*Set problem*:
Look below for the line with "the black asphalt", then repeat it and all lines after it, exactly, minus any pictures.

*Information supplied*:

—————

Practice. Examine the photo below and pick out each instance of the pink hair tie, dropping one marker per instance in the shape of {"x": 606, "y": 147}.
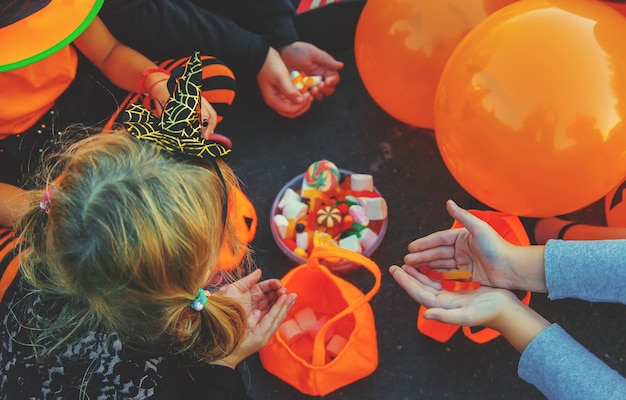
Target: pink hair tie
{"x": 44, "y": 204}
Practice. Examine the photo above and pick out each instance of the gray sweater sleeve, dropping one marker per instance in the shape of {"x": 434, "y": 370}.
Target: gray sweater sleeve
{"x": 561, "y": 368}
{"x": 554, "y": 362}
{"x": 586, "y": 270}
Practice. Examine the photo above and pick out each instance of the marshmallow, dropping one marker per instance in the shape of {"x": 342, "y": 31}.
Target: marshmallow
{"x": 350, "y": 243}
{"x": 289, "y": 195}
{"x": 295, "y": 209}
{"x": 281, "y": 222}
{"x": 368, "y": 238}
{"x": 335, "y": 345}
{"x": 360, "y": 182}
{"x": 375, "y": 208}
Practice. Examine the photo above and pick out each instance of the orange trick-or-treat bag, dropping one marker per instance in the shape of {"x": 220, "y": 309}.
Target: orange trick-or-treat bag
{"x": 328, "y": 338}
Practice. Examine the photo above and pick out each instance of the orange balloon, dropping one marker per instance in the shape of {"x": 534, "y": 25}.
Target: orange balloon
{"x": 530, "y": 108}
{"x": 401, "y": 47}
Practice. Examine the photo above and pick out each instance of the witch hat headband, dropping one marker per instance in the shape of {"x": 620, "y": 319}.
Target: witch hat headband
{"x": 178, "y": 129}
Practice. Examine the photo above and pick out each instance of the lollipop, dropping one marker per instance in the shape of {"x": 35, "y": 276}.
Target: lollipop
{"x": 328, "y": 216}
{"x": 322, "y": 175}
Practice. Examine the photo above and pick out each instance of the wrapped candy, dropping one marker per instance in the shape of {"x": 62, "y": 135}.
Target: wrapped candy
{"x": 304, "y": 82}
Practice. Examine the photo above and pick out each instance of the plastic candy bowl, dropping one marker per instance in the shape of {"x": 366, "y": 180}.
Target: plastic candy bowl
{"x": 351, "y": 216}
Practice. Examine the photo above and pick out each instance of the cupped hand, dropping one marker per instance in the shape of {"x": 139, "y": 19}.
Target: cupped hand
{"x": 307, "y": 58}
{"x": 278, "y": 91}
{"x": 266, "y": 304}
{"x": 483, "y": 306}
{"x": 476, "y": 247}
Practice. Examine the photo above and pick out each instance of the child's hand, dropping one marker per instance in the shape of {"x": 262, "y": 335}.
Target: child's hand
{"x": 266, "y": 304}
{"x": 307, "y": 58}
{"x": 278, "y": 91}
{"x": 478, "y": 248}
{"x": 498, "y": 309}
{"x": 483, "y": 306}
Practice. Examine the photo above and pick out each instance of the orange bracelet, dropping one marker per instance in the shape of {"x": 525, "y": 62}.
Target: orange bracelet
{"x": 149, "y": 91}
{"x": 142, "y": 81}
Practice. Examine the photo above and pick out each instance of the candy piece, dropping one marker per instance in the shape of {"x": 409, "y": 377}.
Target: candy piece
{"x": 323, "y": 175}
{"x": 359, "y": 182}
{"x": 368, "y": 238}
{"x": 289, "y": 195}
{"x": 306, "y": 318}
{"x": 350, "y": 243}
{"x": 281, "y": 222}
{"x": 295, "y": 209}
{"x": 335, "y": 345}
{"x": 290, "y": 244}
{"x": 457, "y": 274}
{"x": 359, "y": 215}
{"x": 316, "y": 198}
{"x": 328, "y": 216}
{"x": 450, "y": 279}
{"x": 375, "y": 208}
{"x": 302, "y": 240}
{"x": 304, "y": 82}
{"x": 290, "y": 330}
{"x": 323, "y": 239}
{"x": 300, "y": 252}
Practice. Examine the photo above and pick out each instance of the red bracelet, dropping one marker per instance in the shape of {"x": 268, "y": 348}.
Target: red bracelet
{"x": 140, "y": 85}
{"x": 149, "y": 91}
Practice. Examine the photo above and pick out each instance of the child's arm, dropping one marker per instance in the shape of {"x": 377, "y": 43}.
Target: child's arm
{"x": 494, "y": 308}
{"x": 13, "y": 202}
{"x": 121, "y": 64}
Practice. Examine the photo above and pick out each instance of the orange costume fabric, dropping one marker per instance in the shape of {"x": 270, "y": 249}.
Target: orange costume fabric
{"x": 34, "y": 89}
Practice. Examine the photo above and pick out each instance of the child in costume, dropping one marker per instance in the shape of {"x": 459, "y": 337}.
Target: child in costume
{"x": 107, "y": 277}
{"x": 46, "y": 84}
{"x": 260, "y": 40}
{"x": 551, "y": 360}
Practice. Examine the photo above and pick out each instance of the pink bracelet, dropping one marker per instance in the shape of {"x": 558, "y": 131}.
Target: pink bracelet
{"x": 140, "y": 85}
{"x": 149, "y": 91}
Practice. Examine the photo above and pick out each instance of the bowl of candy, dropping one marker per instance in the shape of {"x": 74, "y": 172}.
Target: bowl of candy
{"x": 328, "y": 206}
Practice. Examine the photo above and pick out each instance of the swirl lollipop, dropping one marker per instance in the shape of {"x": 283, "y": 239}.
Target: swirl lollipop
{"x": 322, "y": 175}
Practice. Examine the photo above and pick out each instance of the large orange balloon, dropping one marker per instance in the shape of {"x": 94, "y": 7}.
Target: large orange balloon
{"x": 401, "y": 47}
{"x": 530, "y": 108}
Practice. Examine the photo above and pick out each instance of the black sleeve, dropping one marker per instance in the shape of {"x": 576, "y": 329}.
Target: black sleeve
{"x": 212, "y": 382}
{"x": 164, "y": 29}
{"x": 273, "y": 19}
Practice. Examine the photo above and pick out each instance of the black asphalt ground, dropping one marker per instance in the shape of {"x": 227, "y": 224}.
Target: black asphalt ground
{"x": 351, "y": 130}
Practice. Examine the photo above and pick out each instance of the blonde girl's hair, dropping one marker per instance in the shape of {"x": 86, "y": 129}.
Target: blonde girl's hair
{"x": 128, "y": 236}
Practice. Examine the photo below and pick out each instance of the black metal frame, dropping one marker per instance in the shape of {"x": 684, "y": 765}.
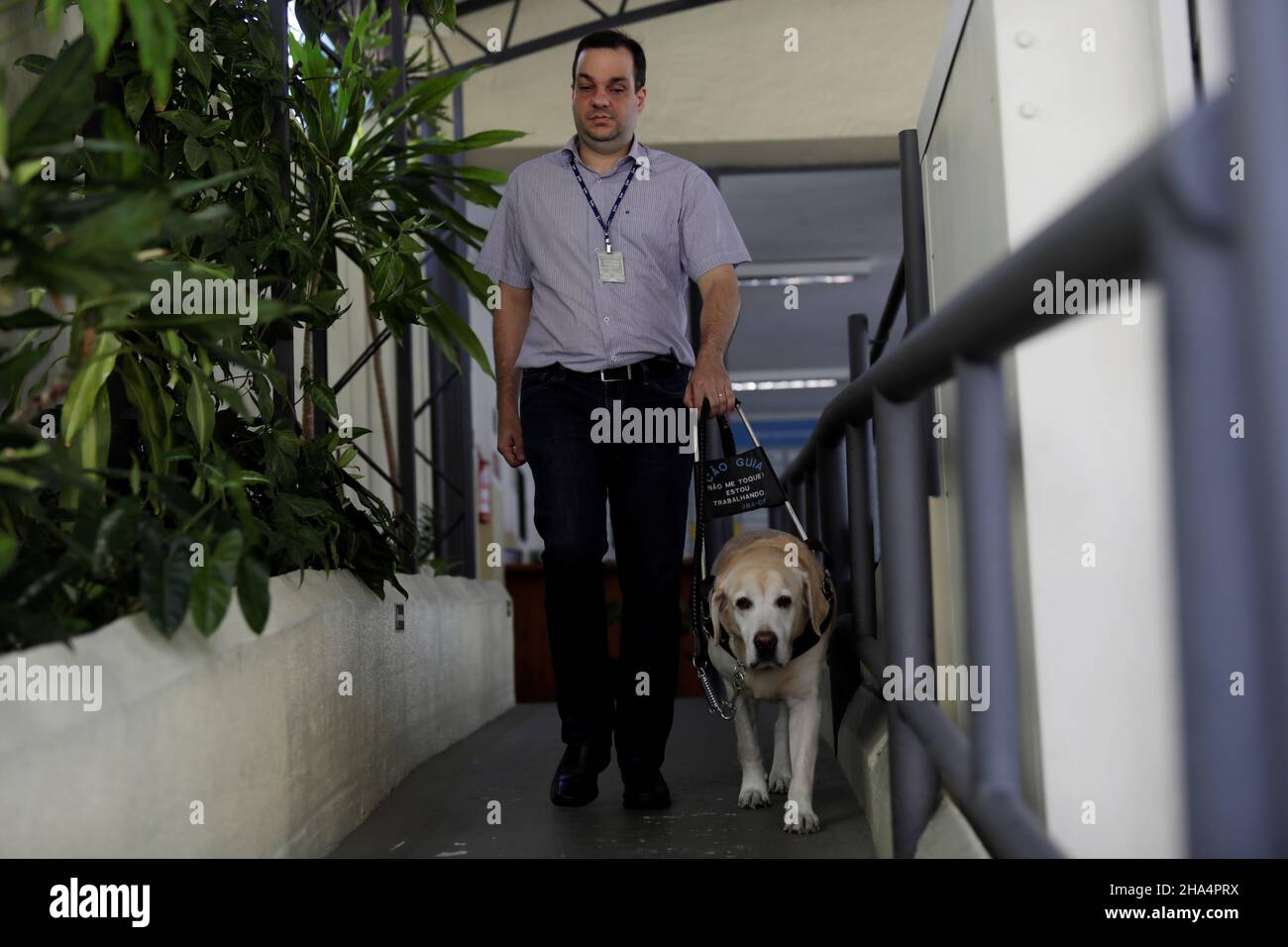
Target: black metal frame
{"x": 1166, "y": 214}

—————

*Result*:
Practice. Examine the photo above and pick out each instance of the black asphalt ground, dropping one marker per instance in the shape of {"x": 227, "y": 224}.
Target: black asphalt ground
{"x": 351, "y": 130}
Practice. Examine the photo above and pick out each instance of the blonde girl's hair, dropping one marker per instance in the shape of {"x": 86, "y": 129}.
Target: blonde girl's hair
{"x": 128, "y": 236}
Practice. Examine the photo below and pick out each instance of the black metal frame, dropping one marker per instance in the shape of {"x": 684, "y": 765}.
Target: black metal frame
{"x": 1166, "y": 214}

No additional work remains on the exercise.